Stated task: Copy the data below exactly.

====== Given records ======

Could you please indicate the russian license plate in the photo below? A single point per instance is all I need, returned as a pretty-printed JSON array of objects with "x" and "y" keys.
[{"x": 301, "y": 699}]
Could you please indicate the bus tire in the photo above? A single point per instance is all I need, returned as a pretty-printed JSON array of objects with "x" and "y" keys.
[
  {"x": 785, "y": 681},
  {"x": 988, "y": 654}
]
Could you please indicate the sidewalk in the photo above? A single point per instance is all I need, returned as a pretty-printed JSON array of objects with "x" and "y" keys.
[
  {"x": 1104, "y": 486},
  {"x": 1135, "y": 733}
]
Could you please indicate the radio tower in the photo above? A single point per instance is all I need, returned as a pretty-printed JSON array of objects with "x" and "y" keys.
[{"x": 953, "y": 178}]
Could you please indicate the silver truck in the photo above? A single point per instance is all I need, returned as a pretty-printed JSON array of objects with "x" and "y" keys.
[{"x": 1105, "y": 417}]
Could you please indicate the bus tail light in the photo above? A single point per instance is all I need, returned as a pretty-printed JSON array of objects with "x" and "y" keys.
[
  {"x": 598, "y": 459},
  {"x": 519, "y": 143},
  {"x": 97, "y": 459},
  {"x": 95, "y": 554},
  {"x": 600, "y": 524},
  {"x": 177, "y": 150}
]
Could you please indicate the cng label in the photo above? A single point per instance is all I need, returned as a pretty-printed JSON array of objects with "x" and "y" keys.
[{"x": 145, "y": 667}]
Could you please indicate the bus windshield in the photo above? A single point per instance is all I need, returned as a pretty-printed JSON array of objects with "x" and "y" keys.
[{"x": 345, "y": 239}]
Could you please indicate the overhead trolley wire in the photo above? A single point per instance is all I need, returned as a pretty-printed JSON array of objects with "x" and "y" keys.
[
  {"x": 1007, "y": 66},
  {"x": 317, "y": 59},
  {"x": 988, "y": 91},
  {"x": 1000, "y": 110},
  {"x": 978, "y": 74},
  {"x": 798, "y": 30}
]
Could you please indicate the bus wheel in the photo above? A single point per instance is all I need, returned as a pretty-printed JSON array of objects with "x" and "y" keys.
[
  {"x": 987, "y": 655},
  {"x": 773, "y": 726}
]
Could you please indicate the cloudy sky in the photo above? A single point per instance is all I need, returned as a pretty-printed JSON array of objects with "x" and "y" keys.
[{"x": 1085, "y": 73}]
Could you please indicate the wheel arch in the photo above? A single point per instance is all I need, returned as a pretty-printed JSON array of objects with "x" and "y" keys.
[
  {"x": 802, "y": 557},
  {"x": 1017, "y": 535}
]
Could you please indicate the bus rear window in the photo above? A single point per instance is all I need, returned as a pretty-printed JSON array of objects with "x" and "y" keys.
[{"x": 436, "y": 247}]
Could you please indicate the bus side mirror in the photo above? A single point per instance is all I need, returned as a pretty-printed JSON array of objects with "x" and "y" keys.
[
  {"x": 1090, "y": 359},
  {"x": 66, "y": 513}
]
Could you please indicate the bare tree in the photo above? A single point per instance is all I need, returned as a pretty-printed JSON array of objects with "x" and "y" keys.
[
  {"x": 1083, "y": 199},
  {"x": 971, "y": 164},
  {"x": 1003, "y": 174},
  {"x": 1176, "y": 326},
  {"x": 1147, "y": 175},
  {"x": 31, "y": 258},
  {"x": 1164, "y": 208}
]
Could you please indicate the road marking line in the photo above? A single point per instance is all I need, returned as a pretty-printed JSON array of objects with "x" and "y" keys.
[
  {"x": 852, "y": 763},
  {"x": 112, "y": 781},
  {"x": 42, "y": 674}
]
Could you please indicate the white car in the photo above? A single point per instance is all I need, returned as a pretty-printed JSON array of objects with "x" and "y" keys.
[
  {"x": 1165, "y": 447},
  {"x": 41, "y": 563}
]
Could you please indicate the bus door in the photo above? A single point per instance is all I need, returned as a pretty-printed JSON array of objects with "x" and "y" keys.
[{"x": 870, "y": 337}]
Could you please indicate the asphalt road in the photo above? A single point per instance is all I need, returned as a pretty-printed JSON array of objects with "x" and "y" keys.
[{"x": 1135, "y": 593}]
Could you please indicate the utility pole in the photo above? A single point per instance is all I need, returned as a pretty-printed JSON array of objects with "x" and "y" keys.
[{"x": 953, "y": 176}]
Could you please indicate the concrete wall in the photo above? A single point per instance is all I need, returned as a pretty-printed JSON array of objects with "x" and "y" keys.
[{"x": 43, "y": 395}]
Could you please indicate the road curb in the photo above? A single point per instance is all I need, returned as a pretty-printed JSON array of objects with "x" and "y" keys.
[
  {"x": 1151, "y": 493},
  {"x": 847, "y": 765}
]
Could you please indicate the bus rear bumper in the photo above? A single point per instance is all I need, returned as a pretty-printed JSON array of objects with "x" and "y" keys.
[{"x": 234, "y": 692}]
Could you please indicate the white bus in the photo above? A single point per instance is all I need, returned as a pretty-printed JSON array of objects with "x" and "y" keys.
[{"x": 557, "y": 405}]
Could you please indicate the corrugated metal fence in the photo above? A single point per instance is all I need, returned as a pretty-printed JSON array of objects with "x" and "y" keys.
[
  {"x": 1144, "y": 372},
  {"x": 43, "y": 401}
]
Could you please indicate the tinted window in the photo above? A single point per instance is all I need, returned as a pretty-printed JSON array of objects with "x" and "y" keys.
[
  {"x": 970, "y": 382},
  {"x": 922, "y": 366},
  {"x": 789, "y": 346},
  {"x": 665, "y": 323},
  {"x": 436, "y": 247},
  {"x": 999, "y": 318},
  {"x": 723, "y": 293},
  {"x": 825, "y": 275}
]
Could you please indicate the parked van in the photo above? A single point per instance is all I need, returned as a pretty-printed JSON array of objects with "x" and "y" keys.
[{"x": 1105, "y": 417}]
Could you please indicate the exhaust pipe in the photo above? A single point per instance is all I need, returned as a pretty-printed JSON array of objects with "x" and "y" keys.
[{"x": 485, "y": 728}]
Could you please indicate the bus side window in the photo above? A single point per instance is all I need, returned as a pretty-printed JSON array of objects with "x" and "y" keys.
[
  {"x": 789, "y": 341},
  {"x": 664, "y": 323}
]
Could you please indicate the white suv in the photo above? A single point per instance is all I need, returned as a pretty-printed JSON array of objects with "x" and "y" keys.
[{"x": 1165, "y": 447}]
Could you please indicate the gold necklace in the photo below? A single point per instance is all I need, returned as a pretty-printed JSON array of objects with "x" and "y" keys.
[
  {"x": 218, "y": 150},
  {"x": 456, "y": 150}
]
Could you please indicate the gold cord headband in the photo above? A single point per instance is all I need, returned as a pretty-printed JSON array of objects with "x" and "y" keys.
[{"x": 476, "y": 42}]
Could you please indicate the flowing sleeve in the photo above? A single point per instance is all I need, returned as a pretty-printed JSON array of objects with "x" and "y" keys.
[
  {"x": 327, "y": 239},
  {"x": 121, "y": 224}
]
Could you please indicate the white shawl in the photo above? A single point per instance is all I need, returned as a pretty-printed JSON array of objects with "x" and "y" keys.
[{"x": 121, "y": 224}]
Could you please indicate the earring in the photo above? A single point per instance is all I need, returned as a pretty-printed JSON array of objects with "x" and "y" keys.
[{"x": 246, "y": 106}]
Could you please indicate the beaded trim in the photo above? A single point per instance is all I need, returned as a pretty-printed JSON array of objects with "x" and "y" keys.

======

Answer to the problem:
Could you please indicate the russian license plate in the photo below? A single point per instance is all I need, returned as a pretty-printed JSON array of objects with "x" and "y" keys.
[{"x": 301, "y": 699}]
Could you please indicate the bus tire in the photo above? A single point per instance is all I need, returned as a pretty-printed JSON array of objects with "x" and "y" keys.
[
  {"x": 785, "y": 681},
  {"x": 988, "y": 654}
]
Could you please indicate the sidewalk in the photo above? A single point per instance is all I need, returned as a pretty-printed JSON array of objects with "x" and "y" keys.
[
  {"x": 1104, "y": 486},
  {"x": 1135, "y": 733}
]
Could you please indicate the radio tower in the photo above? A single point per instance is all I need, returned as a pretty-printed JSON array of objects with "x" and "y" keys.
[{"x": 953, "y": 178}]
Could you please indicate the silver truck in the photo above? A single point per instance is all I need, returned as a pretty-printed JSON array of objects with "x" and "y" keys.
[{"x": 1105, "y": 417}]
Could you please indicate the bus tail light in the photo above? A single point per instance is all I need, returned as a pretty-printed JSON array of objects with "x" and "y" keys.
[
  {"x": 598, "y": 459},
  {"x": 519, "y": 143},
  {"x": 97, "y": 459},
  {"x": 95, "y": 554},
  {"x": 600, "y": 524},
  {"x": 177, "y": 150}
]
Could you please indicate the cng label in the photo above? A single point per instance is all I need, returned as a pretty-printed JSON array of objects with "x" and "y" keys.
[{"x": 145, "y": 667}]
Could you please indicate the bus windshield in the photo above? A single point per instance is all I need, returned as a pretty-printed JSON array of objects with "x" and "y" keys.
[{"x": 345, "y": 239}]
Could you please indicate the overhead trolley wire in the photo above? A single point per instance is all I need, returned as a pretty-printed JSON array of objects with "x" and "y" keys.
[
  {"x": 1007, "y": 66},
  {"x": 317, "y": 59},
  {"x": 988, "y": 91},
  {"x": 1000, "y": 110},
  {"x": 978, "y": 74},
  {"x": 798, "y": 30}
]
Could you please indicate the bus wheel in the photo above? A single point per instance is all I need, returned as a pretty-printed JSON array of objects with "x" and "y" keys.
[
  {"x": 987, "y": 655},
  {"x": 773, "y": 726}
]
Could you please indicate the cloudy sky in the photo above? A single point per instance is all I need, returned as a pretty-printed JSON array of objects with "x" and "y" keys.
[{"x": 1085, "y": 73}]
Could you please indicate the wheel arch in the photo above? A single point per instance is all I need, returned as a pretty-printed JSON array of objects with "x" and "y" keys.
[
  {"x": 802, "y": 557},
  {"x": 1017, "y": 535}
]
Could you please indicate the bus rear window in the photo above? A single point per instance is all I need, returned as a pretty-printed JSON array of objects with "x" and "y" keys.
[{"x": 436, "y": 247}]
Could you please indicate the bus side mirror in the photo above? A single point per instance is all I need, returned as a pretty-printed JSON array of objects with "x" and "y" keys.
[
  {"x": 1090, "y": 359},
  {"x": 66, "y": 513}
]
Could you please indicate the bare tree in the photo above? A single point per instance is all I need, returned as a pretty-printed JSON array of objects with "x" and "y" keys.
[
  {"x": 1083, "y": 199},
  {"x": 971, "y": 164},
  {"x": 1003, "y": 174},
  {"x": 1176, "y": 326},
  {"x": 1147, "y": 175},
  {"x": 31, "y": 258},
  {"x": 1164, "y": 208}
]
Could you please indicate the road marking line in the photo above? A single point per instance is all I need, returned as a pretty-printed JSON array of objects with "x" and "y" keys.
[
  {"x": 852, "y": 763},
  {"x": 112, "y": 781},
  {"x": 42, "y": 674}
]
Could you please indicate the white car in the photo above? A single point per instance is all I need, returned as a pretty-printed JSON array of objects with "x" and "y" keys.
[
  {"x": 1165, "y": 447},
  {"x": 41, "y": 563}
]
Could you please indicate the bus door in the photo above? A single point per instance is all I need, returned as a pretty-printed JSON array of objects with "x" and "y" keys.
[{"x": 870, "y": 337}]
Could you please indicate the asphalt road in the photo above? A single point per instance is all I need, returned as a pretty-printed JSON array of objects with "x" and "y" keys.
[{"x": 1135, "y": 593}]
Could you please indicate the utility pole in the photo above? A single point per instance is all I need, returned as a pretty-printed JSON array of objects with "x" and "y" keys.
[{"x": 953, "y": 176}]
Could you please indicate the concrete wall in the photo above? A single point per instance is all I need, returned as a pretty-printed JSON array of objects with "x" and "y" keys.
[{"x": 43, "y": 395}]
Could you please indicate the road curb in the photo above? A single point per instance is all I need, returned as a pretty-printed JSON array of objects with "x" and "y" keys.
[
  {"x": 1151, "y": 493},
  {"x": 847, "y": 765}
]
Could you please indicate the bus rear bumper in the photo above? A single point per instance is all I need, returned as a pretty-printed JSON array of objects with "x" and "y" keys.
[{"x": 234, "y": 692}]
Could you please indicate the white bus in the photo above? A single point per instance is all I need, returned as a pretty-printed JSON array of objects with "x" and "y" keys.
[{"x": 557, "y": 405}]
Could you please indicate the corrugated metal fence in the photo above? A single point per instance is all I need, returned as a pretty-printed JSON array of objects with "x" and "y" keys.
[
  {"x": 1144, "y": 372},
  {"x": 43, "y": 401}
]
Could you please indicate the tinted window in the photo above? A single point per instance is all I need, returned as a pretty-printed JSON array of objects with "x" and "y" keys.
[
  {"x": 970, "y": 382},
  {"x": 922, "y": 366},
  {"x": 789, "y": 346},
  {"x": 665, "y": 323},
  {"x": 436, "y": 247},
  {"x": 999, "y": 318},
  {"x": 723, "y": 293},
  {"x": 825, "y": 275}
]
Could you please indicate the parked van in the photo above? A single point per instance is all I need, returned as a pretty-printed JSON array of objects with "x" and "y" keys.
[{"x": 1105, "y": 417}]
Could you please indicate the exhaust pipe in the photo above? A single point per instance is all I need, returned as a pretty-printed JSON array of objects with "x" and "y" keys.
[{"x": 485, "y": 728}]
Could you please indicate the bus side window in the photo above? A single point per instance is all I need, returned as a pretty-printed JSON array of objects with "x" and "y" keys.
[
  {"x": 789, "y": 341},
  {"x": 664, "y": 323}
]
Could you please indicate the white suv in the photo above? A single point per instance is all I need, returned as a pretty-printed JSON array of objects with "x" and "y" keys.
[{"x": 1165, "y": 447}]
Could you please indicate the gold necklace in the photo below? A single point per instance is all I need, returned as a pretty-printed JSON array of objects with "x" and "y" keys.
[
  {"x": 218, "y": 150},
  {"x": 456, "y": 150}
]
Could you please indicate the gold cord headband in the photo above? A single point per instance is all I need, returned as a pretty-printed JSON array of objects with "x" and "y" keys.
[{"x": 476, "y": 42}]
Could you please indicate the flowing sleeve in the photo above? A single point per instance is all I need, returned as a pretty-printed JSON array of objects with "x" and "y" keys.
[
  {"x": 327, "y": 239},
  {"x": 121, "y": 224}
]
Could you please indicate the white shawl in the photo above? A single point per instance is all I need, returned as a pretty-printed JSON array of objects with "x" and "y" keys.
[{"x": 121, "y": 224}]
Could you please indicate the earring in the photo above? A single point per instance is all I need, returned as a pretty-printed JSON array of objects with "x" and "y" keys.
[{"x": 246, "y": 106}]
Could you please indicate the beaded trim in the photo above? A single point per instance is all I need, returned as a pretty-printed JSON array of objects with "x" and "y" keys.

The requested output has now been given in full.